- [VORGEGEBENER TEXT]:
Beide Pakte garantieren verbindlich grundlegende Menschenrechte. Sie beinhalten überwiegend Individualrechte, die Menschen gegen staatliche Übergriffe schützen und ihre demokratischen Grundfreiheiten sowie die materiellen Grundlagen für ein menschenwürdiges Leben sichern sollen. Beide Pakte ähneln in ihrem Inhalt und Aufbau der Allgemeinen Erklärung der Menschenrechte.
Der erste Teil beider Verträge befasst sich mit dem Recht auf Selbstbestimmung der Völker und ihrem Recht, über die natürlichen Reichtümer ihres Landes frei zu verfügen. Auch findet sich hier die Verpflichtung, das Recht auf Selbstbestimmung in Gebieten ohne Selbstregierung und in Treuhandgebieten zu fördern und zu achten.
Auch wenn darauf geachtet wurde, eine möglichst große inhaltliche Übereinstimmung beider Verträge zu erzielen, unterscheiden sie sich stark in ihrer Verbindlichkeit. Deutlich wird dies unter anderem im zweiten Teil und im zweiten Artikel beider Verträge, in dem festgelegt wird, dass die Rechte für alle Menschen unabhängig von ihrer Rasse, Hautfarbe, Geschlecht, Sprache, Religion, politischer oder sonstiger Anschauung gelten. Der Zivilpakt verpflichtet alle Teilnehmer, dafür Sorge zu tragen, dass die im Vertrag kodifizierten Rechte mit der jeweiligen Verfassung sowie der innerstaatlichen Rechtsprechung übereinstimmen. Zudem verpflichten sich die Mitglieder, geschädigten Personen rechtsstaatliche Mittel zur Verfügung zu stellen und eine angemessene Entschädigung zu gewährleisten. Vergleichbares findet sich nicht im Sozialpakt. In diesem wird lediglich eine Umsetzung des Vertrags gefordert, die sich an den wirtschaftlichen Möglichkeiten des jeweiligen Staates orientiert. Maßnahmen zur juristischen Durchsetzung der Rechte finden sich im Sozialpakt nicht. Stattdessen findet sich eine Ausnahmeregelung, die es Entwicklungsländern gestattet, selbst zu entscheiden, inwiefern die vorgeschriebenen Rechte für Nicht-Staatsbürger gelten. Dies ermöglicht es den Vertragsstaaten, die Universalität der Menschenrechte außer Kraft zu setzten.

- [AUFGABEN]:
1. Zitieren Sie aus dem Text über die beiden Menschenrechtspakte die Stelle zwischen „Beide Pakte garantieren“ und „Erklärung der Menschenrechte.“, beide eingeschlossen.
2. Schreiben Sie den Text über die beiden Menschenrechtspakte im Anschluss an seinen letzten Satz weiter.

- [LISTE DER ZEILEN]:
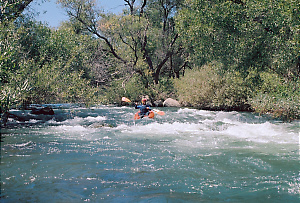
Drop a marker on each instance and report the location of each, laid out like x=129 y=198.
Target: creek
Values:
x=101 y=154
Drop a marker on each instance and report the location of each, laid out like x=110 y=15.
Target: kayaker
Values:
x=144 y=108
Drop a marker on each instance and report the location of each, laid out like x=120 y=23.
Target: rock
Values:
x=158 y=103
x=171 y=103
x=45 y=111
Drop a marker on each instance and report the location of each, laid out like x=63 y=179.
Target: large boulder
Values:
x=171 y=103
x=158 y=103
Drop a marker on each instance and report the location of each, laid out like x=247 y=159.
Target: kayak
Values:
x=137 y=116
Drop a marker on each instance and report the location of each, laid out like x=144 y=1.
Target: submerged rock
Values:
x=45 y=111
x=171 y=103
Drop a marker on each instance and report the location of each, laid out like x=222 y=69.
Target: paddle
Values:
x=124 y=99
x=161 y=113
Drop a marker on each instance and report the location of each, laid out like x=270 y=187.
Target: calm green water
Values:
x=102 y=155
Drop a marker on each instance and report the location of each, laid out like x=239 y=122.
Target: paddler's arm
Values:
x=136 y=106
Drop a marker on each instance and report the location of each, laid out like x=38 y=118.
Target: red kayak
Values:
x=137 y=116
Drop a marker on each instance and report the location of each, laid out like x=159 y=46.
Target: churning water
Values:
x=102 y=155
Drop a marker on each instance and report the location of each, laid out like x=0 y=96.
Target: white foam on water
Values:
x=79 y=120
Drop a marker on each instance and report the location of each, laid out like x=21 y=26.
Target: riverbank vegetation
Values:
x=217 y=55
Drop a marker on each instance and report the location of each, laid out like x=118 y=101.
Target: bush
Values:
x=211 y=88
x=278 y=97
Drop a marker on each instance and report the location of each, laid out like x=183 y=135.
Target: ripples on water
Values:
x=102 y=155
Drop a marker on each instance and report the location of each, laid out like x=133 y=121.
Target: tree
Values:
x=242 y=35
x=140 y=44
x=11 y=10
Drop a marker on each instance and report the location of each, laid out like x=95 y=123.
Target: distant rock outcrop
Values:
x=171 y=103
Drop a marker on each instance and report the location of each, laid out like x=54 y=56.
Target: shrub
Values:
x=278 y=97
x=211 y=88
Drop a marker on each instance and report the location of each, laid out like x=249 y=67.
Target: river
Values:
x=101 y=154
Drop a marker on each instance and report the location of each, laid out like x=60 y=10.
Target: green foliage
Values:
x=211 y=88
x=260 y=34
x=39 y=65
x=133 y=90
x=277 y=96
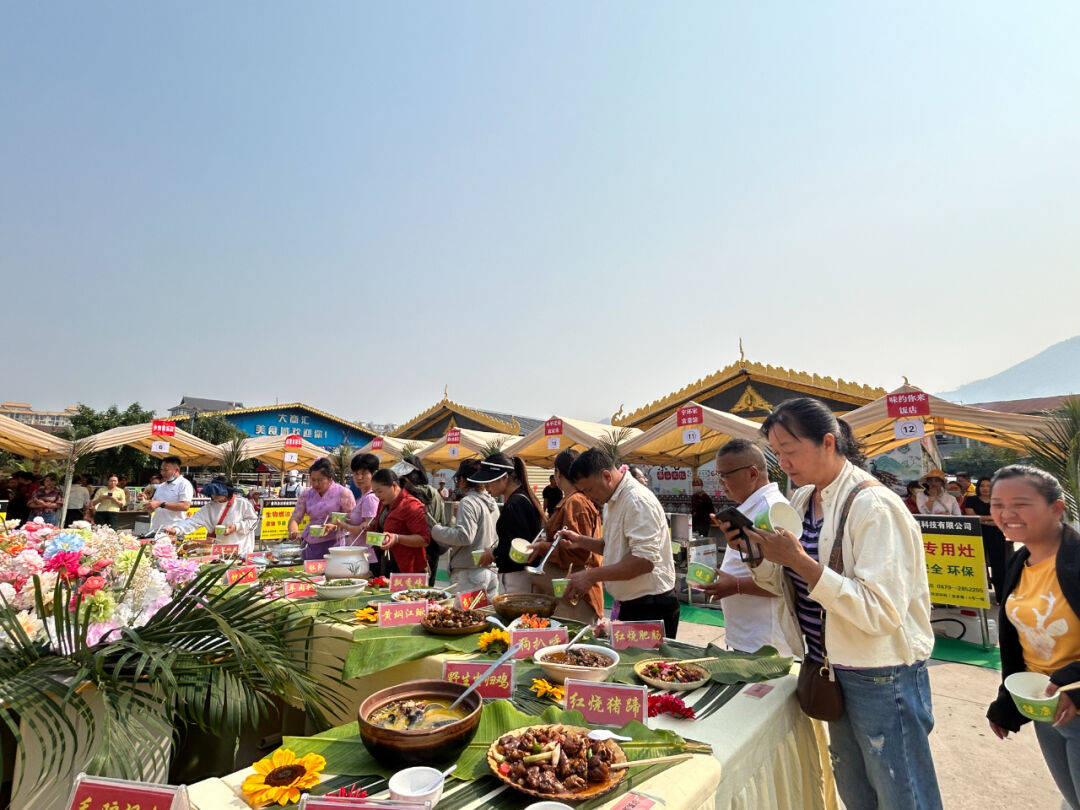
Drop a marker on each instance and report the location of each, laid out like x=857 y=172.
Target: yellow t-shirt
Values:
x=1049 y=630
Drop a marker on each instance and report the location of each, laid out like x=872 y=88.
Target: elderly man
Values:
x=172 y=497
x=637 y=570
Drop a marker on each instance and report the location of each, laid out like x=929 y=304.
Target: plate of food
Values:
x=672 y=675
x=415 y=594
x=556 y=761
x=450 y=621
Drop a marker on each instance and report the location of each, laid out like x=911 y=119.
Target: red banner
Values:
x=162 y=428
x=904 y=405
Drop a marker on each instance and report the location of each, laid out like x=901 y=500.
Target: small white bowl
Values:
x=405 y=785
x=559 y=673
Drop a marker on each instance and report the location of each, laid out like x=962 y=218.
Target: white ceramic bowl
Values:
x=559 y=673
x=406 y=785
x=329 y=591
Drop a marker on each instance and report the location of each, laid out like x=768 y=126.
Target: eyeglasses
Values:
x=729 y=473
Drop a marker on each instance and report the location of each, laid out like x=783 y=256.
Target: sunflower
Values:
x=282 y=777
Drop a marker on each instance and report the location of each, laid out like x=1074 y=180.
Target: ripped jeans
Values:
x=880 y=747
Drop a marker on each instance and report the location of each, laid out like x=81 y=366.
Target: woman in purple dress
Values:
x=318 y=501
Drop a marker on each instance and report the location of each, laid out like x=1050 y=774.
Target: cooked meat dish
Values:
x=553 y=759
x=579 y=658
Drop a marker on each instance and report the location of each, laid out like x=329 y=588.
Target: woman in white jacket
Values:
x=869 y=620
x=472 y=531
x=238 y=522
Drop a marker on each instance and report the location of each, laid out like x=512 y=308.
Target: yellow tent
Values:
x=473 y=444
x=663 y=443
x=873 y=426
x=22 y=440
x=190 y=448
x=391 y=449
x=541 y=445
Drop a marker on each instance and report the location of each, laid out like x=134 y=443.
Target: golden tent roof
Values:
x=873 y=426
x=662 y=444
x=189 y=448
x=575 y=434
x=22 y=440
x=473 y=444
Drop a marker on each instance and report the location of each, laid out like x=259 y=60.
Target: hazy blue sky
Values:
x=550 y=207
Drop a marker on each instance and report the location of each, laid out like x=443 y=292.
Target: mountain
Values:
x=1052 y=372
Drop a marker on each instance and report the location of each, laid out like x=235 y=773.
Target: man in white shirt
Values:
x=752 y=616
x=172 y=498
x=637 y=570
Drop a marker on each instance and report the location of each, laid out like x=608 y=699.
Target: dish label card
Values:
x=296 y=589
x=397 y=613
x=499 y=684
x=244 y=576
x=608 y=704
x=406 y=581
x=93 y=793
x=537 y=639
x=646 y=635
x=472 y=599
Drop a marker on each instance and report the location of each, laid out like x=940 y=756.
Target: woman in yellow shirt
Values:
x=1040 y=613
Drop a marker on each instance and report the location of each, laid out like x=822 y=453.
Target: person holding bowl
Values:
x=1039 y=629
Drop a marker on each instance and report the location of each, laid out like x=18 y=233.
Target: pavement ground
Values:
x=975 y=770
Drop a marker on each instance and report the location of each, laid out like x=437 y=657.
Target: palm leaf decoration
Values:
x=1057 y=451
x=213 y=656
x=611 y=442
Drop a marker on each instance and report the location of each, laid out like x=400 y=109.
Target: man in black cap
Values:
x=638 y=570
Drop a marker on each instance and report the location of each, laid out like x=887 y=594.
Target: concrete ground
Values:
x=975 y=769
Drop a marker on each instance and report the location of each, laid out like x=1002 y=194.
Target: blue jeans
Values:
x=1061 y=748
x=880 y=747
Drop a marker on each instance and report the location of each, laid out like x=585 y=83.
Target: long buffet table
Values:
x=766 y=753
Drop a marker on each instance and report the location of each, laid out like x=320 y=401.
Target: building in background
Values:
x=318 y=427
x=52 y=421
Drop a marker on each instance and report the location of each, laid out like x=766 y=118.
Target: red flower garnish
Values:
x=669 y=704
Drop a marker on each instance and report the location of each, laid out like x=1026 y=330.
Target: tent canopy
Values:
x=393 y=448
x=271 y=450
x=22 y=440
x=873 y=426
x=436 y=455
x=662 y=444
x=576 y=434
x=190 y=448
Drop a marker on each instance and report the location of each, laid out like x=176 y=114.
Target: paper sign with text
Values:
x=245 y=575
x=499 y=684
x=396 y=613
x=472 y=601
x=536 y=639
x=646 y=635
x=608 y=704
x=405 y=581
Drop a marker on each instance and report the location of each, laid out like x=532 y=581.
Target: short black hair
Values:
x=589 y=463
x=366 y=461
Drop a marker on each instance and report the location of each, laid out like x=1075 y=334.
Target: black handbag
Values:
x=819 y=691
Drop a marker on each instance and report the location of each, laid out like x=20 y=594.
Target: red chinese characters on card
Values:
x=646 y=635
x=296 y=589
x=397 y=613
x=499 y=684
x=94 y=794
x=472 y=599
x=536 y=639
x=406 y=581
x=244 y=576
x=608 y=704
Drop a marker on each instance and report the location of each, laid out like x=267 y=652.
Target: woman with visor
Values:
x=227 y=513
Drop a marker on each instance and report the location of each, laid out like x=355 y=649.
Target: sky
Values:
x=549 y=207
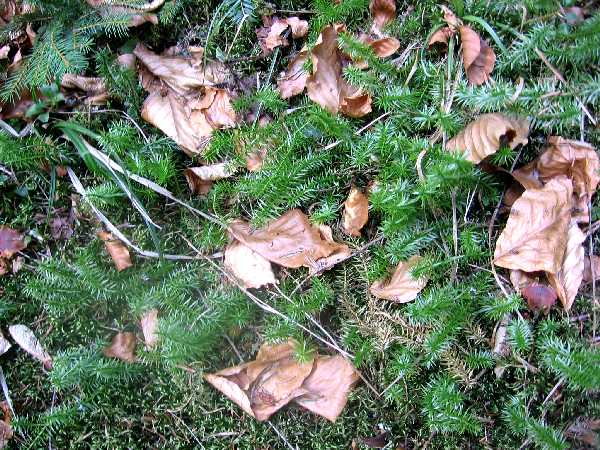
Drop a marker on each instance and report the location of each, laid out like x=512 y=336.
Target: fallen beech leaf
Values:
x=440 y=39
x=383 y=12
x=486 y=134
x=402 y=286
x=328 y=386
x=539 y=297
x=122 y=347
x=25 y=338
x=270 y=35
x=252 y=269
x=6 y=432
x=93 y=88
x=4 y=344
x=293 y=80
x=356 y=212
x=290 y=241
x=200 y=179
x=117 y=251
x=326 y=86
x=478 y=57
x=534 y=238
x=149 y=324
x=567 y=280
x=574 y=159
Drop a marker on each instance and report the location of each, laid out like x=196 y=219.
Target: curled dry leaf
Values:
x=149 y=324
x=122 y=347
x=27 y=340
x=486 y=134
x=6 y=432
x=293 y=80
x=290 y=241
x=356 y=212
x=567 y=280
x=326 y=85
x=383 y=12
x=534 y=238
x=270 y=35
x=93 y=88
x=402 y=287
x=117 y=251
x=478 y=57
x=248 y=266
x=200 y=179
x=275 y=378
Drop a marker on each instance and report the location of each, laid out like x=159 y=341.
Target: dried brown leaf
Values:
x=567 y=280
x=478 y=57
x=248 y=266
x=117 y=251
x=122 y=347
x=290 y=241
x=27 y=340
x=486 y=134
x=402 y=287
x=293 y=80
x=534 y=238
x=149 y=324
x=356 y=212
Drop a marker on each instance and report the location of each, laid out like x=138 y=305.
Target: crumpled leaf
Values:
x=326 y=86
x=270 y=35
x=117 y=251
x=149 y=324
x=567 y=280
x=27 y=340
x=292 y=81
x=122 y=347
x=6 y=432
x=290 y=241
x=94 y=88
x=383 y=12
x=275 y=378
x=200 y=179
x=248 y=266
x=356 y=212
x=402 y=287
x=486 y=134
x=478 y=57
x=575 y=159
x=534 y=238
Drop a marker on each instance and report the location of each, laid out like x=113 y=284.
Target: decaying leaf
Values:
x=27 y=340
x=356 y=212
x=271 y=34
x=200 y=179
x=248 y=266
x=293 y=80
x=122 y=347
x=326 y=85
x=486 y=134
x=117 y=251
x=6 y=432
x=539 y=297
x=575 y=159
x=383 y=12
x=93 y=88
x=534 y=238
x=478 y=57
x=290 y=241
x=149 y=324
x=402 y=287
x=275 y=378
x=567 y=280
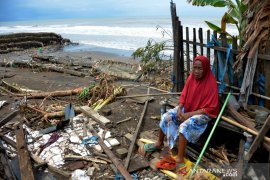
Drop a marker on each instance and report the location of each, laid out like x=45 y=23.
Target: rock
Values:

- [ANTWORTEN IM EINZELNEN]:
1.
Beide Pakte garantieren verbindlich grundlegende Menschenrechte. Sie beinhalten überwiegend Individualrechte, die Menschen gegen staatliche Übergriffe schützen und ihre demokratischen Grundfreiheiten sowie die materiellen Grundlagen für ein menschenwürdiges Leben sichern sollen. Beide Pakte ähneln in ihrem Inhalt und Aufbau der Allgemeinen Erklärung der Menschenrechte.

2.
Zudem haben die Mitglieder die Möglichkeit, die in dem Vertrag festgeschriebenen Rechte auszusetzen, sofern dies dem allgemeinen Wohl dient und nicht der vorgeschriebenen Rechtsprechung sowie der Natur der in dem Vertrag genannten Rechte widerspricht (Artikel 4). In einer nationalen Ausnahmesituation können ein Notstand ausgerufen und für einen begrenzten Zeitraum einzelne Artikel der Verträge außer Kraft gesetzt werden. Ausgeschlossen davon sind Artikel, die als unveräußerliche Grundrechte angesehen werden, wie unter anderem das Recht auf Leben (Artikel 6), das Verbot von Folter (Artikel 7) oder die Meinungsfreiheit (Artikel 18). Staaten, die einen Notstand ausrufen, verpflichten sich zudem, alle Mitgliedsstaaten über den Generalsekretär darüber zu informieren, welche Artikel sie aus welchem Grund außer Kraft setzen und wann der Notstand wieder aufgehoben wird. Seit dem Inkrafttreten der Verträge 1976 haben zahlreiche Mitgliedsstaaten von diesem Recht Gebrauch gemacht und Notstandsregelungen genutzt, um Menschenrechtsverletzungen zu begehen.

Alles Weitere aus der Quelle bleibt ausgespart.